Boundary annotation records
—————

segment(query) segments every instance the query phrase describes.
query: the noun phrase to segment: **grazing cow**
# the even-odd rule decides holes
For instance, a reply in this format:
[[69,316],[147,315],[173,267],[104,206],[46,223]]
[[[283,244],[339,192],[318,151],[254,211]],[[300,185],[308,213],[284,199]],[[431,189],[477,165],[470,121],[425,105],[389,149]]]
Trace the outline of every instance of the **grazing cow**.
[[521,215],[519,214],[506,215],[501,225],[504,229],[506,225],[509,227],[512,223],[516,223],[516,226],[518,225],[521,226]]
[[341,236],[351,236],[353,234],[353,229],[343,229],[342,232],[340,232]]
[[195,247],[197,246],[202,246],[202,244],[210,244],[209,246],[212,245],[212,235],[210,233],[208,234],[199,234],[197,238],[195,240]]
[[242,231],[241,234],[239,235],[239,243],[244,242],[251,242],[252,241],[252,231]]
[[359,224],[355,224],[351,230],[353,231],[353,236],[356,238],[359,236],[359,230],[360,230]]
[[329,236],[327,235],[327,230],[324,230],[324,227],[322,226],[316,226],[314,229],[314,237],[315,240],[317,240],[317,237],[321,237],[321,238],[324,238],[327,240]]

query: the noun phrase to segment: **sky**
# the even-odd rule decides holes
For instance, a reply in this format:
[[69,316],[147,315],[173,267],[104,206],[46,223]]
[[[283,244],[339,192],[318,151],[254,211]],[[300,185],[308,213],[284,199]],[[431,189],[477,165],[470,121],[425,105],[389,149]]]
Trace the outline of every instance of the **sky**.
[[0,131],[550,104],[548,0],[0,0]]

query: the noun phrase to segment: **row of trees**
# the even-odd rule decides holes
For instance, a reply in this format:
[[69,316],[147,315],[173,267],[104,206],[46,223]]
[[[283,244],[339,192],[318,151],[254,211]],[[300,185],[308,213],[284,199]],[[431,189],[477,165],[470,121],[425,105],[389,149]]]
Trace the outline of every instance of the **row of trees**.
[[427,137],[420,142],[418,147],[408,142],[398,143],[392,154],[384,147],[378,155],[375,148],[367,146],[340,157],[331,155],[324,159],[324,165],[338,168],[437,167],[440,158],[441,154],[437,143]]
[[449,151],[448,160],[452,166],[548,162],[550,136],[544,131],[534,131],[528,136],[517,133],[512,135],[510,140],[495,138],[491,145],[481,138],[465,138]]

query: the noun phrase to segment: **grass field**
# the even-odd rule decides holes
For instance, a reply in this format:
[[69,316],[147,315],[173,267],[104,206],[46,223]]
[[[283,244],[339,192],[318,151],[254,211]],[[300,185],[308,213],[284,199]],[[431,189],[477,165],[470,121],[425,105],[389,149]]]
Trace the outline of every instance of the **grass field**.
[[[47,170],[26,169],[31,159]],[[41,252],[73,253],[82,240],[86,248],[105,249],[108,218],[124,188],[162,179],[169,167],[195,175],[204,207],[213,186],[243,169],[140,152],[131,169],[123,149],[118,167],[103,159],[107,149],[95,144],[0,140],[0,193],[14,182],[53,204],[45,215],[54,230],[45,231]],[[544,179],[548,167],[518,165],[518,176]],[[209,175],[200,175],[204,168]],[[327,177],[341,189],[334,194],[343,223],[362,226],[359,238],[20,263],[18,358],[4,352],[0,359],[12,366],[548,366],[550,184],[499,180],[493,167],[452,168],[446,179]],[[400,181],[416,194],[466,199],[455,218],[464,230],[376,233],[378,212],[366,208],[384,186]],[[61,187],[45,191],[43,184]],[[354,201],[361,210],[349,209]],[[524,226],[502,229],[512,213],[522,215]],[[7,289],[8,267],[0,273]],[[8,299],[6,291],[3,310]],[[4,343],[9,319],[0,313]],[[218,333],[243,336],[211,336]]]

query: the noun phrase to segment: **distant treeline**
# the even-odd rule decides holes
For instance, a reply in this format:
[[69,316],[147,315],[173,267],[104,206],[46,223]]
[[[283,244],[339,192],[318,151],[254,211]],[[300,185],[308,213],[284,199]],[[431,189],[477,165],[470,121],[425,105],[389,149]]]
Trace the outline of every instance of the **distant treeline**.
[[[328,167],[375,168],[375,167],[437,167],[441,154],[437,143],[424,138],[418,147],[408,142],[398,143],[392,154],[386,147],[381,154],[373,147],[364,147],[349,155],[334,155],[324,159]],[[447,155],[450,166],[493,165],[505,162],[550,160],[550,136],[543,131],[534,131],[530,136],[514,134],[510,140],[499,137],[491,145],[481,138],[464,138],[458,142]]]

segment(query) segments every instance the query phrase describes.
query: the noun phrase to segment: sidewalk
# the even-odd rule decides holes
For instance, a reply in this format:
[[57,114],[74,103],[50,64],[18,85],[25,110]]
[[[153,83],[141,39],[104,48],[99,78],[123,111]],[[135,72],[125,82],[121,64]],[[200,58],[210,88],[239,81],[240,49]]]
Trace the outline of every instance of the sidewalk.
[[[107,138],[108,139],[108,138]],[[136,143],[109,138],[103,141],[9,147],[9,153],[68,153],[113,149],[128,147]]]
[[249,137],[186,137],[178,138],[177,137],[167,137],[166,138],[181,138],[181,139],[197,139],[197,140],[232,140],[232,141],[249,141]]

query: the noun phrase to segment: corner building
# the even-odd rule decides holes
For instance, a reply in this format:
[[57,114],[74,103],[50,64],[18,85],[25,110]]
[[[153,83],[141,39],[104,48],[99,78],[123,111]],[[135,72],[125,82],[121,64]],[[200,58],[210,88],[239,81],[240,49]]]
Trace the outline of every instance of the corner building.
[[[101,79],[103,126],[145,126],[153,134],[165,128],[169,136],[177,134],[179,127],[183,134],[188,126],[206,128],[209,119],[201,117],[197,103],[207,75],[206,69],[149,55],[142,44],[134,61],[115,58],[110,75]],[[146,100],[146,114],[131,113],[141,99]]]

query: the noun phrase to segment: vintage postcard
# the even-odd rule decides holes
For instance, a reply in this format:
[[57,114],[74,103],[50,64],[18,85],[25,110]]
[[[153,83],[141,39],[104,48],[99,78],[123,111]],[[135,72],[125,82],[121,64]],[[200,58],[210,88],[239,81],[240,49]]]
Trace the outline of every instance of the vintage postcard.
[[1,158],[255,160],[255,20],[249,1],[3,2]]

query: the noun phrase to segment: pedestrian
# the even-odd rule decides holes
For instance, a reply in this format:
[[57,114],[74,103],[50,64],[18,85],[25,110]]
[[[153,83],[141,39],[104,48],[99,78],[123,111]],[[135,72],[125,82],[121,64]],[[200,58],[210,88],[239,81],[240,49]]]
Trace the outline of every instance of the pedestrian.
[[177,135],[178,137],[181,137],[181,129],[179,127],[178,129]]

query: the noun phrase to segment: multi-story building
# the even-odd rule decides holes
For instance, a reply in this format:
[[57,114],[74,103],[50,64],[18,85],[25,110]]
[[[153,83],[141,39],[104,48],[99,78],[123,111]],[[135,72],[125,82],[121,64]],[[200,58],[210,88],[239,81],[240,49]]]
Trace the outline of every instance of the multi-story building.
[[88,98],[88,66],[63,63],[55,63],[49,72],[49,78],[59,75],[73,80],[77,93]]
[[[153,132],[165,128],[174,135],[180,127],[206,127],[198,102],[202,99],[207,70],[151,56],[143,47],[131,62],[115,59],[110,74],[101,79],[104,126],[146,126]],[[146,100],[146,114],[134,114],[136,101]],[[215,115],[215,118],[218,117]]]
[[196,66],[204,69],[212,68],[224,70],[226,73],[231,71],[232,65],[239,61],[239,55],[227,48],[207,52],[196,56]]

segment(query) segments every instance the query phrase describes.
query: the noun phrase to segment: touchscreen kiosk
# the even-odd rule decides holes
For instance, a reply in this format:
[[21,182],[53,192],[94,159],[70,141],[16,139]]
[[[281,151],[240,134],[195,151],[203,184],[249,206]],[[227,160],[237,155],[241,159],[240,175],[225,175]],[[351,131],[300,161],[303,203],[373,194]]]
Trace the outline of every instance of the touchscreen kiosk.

—————

» **What is asked**
Format as a JSON list of strings the lines above, beginning with the line that contains "query: the noun phrase to segment: vintage" and continuing through the line that contains "[[177,135],[178,137],[181,137],[181,129],[179,127],[178,129]]", with both of those lines included. Give one string per line and leave out blank lines.

» **Complete output**
[
  "query: the noun phrase to segment: vintage postcard",
  "# the even-odd rule decides holes",
  "For instance, a reply in this format:",
  "[[57,114],[74,103],[50,64],[18,85],[25,110]]",
  "[[[153,83],[141,39],[104,48],[99,78],[123,111]],[[135,72],[125,82],[121,64]],[[200,58],[210,88],[239,81],[240,49]]]",
  "Trace the outline of every instance of the vintage postcard.",
  "[[1,158],[255,160],[255,20],[249,1],[3,2]]",
  "query: the noun phrase to segment: pedestrian",
  "# the even-odd rule decides holes",
  "For instance, a reply in this format:",
  "[[57,114],[74,103],[50,64],[18,85],[25,110]]",
  "[[[153,83],[141,39],[104,48],[99,78],[123,111]],[[135,72],[125,82],[121,64]],[[200,58],[210,88],[239,81],[240,49]]]",
  "Trace the outline of every instance of the pedestrian.",
  "[[177,135],[178,137],[181,137],[181,129],[179,127],[178,129]]"
]